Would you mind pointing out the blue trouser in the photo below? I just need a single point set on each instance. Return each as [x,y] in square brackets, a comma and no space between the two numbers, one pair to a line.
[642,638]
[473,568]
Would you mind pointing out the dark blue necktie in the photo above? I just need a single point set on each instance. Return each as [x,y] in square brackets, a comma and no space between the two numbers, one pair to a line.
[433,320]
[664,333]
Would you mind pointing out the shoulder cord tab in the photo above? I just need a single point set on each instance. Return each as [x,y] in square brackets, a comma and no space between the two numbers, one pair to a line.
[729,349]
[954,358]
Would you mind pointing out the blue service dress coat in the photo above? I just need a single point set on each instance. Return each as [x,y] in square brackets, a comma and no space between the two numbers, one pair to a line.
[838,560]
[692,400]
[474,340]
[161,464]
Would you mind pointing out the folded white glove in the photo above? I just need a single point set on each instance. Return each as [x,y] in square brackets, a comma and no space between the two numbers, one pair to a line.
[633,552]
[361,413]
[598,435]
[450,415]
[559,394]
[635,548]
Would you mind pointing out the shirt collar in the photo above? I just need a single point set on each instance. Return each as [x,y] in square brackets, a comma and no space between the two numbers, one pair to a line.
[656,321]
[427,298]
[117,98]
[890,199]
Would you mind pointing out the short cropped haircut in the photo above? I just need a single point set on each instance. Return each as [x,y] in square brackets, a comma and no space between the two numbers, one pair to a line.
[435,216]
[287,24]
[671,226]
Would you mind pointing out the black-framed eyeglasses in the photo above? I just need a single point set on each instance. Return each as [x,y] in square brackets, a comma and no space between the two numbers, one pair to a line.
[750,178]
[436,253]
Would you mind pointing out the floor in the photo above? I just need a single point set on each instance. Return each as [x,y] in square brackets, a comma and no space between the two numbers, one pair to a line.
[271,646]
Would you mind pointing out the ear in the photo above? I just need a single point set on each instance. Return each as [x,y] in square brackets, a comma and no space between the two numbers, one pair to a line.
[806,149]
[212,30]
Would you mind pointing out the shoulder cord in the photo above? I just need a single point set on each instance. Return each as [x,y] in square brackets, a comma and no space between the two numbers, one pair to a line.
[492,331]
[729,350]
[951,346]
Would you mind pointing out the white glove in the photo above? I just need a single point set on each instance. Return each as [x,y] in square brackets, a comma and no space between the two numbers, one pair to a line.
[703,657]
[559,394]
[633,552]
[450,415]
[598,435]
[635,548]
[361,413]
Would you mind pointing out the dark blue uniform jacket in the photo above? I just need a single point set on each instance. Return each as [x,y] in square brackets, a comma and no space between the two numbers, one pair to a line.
------------------------------------
» **WORK TO BE COMPLETED**: Rewrite the data above with "Would you mind pointing out" changed to "Could you mark" wherever it occurs, leaving everything else untouched.

» **RESPONSE FOR THIS EXERCISE**:
Could you mark the blue trouser in the photo below? I just need a single point set on each instance. Return each as [x,y] in square brackets, a comma and no space between the two numbers, one pair to a line.
[642,638]
[473,568]
Could you mark the dark blue necktie in the photo above? I just need a single point set on each instance. Return each as [x,y] in square brackets, a comma and no space between the two numbers, one pair to a line.
[433,320]
[664,333]
Could you mark the shoulder cord tab in the photo above? I just need a single point set on each instance. Return each as [x,y] in square brackets, a comma and no space between the two numbers, one pair to a line.
[729,349]
[954,358]
Could you mark the blue service dress coat in the photo above? I just need a single point set on each instance. Return each as [x,y] in square brackets, a comma and no space between the two numbers, one pair to a line.
[838,560]
[692,400]
[474,340]
[161,464]
Could you mark the folded white glove in the photo above? I just need a single point set on each instance. Return each as [x,y] in square brackets, a comma and no space between the two numbers, one pair to a line.
[633,552]
[361,413]
[598,435]
[450,415]
[559,394]
[635,548]
Could you mark the shirt collar in the photo above? I just need a single point set on each instance. Return each as [x,y] in square brackets, a comma and no space between the two numbers, one pair to a line.
[656,321]
[427,298]
[117,98]
[890,199]
Could you mark the short cropped haircut in the photo above? I just need a single point set on each instance. Return each as [x,y] in square brackets, a comma and no space between the two numbers, one pair to a line.
[435,216]
[287,24]
[671,226]
Could you mark the black-framed eyeglasses in the photo above? I just need a single point set on each instance. Return each as [x,y] in square brackets, a comma and no space between the two numbers, one pair to a line.
[750,178]
[436,253]
Could you mark the floor in the photo above? I just need a single point set on each instance. Return each as [x,y] in square brackets, a comma and no space between the two numbers, one pair to a line.
[271,646]
Could you mark the ear in the photo above? I just need a single point set on each instance. Return each as [x,y] in square brackets, a comma and no space between the two numbers, one pair to a line.
[806,149]
[212,30]
Could you mark the shoulder cord in the photo above? I just need a single point set on each instance. Return each as [x,y] in square brackets, a comma and no space between the two numbers, one pair to a line.
[492,331]
[729,350]
[951,346]
Could you mark the white glove in the photo above? I just need a single point set on each instance. Return each as [x,y] in square brackets, a comma and no space between the two numbers, one pair to a line.
[703,657]
[559,394]
[633,552]
[450,415]
[598,435]
[635,548]
[361,413]
Could you mark the dark blue uniform jacket in the photo above? I just need a single point set on each instance. Return each as [x,y] in square brackets, a comma and no space between the two numbers, one pair to a line.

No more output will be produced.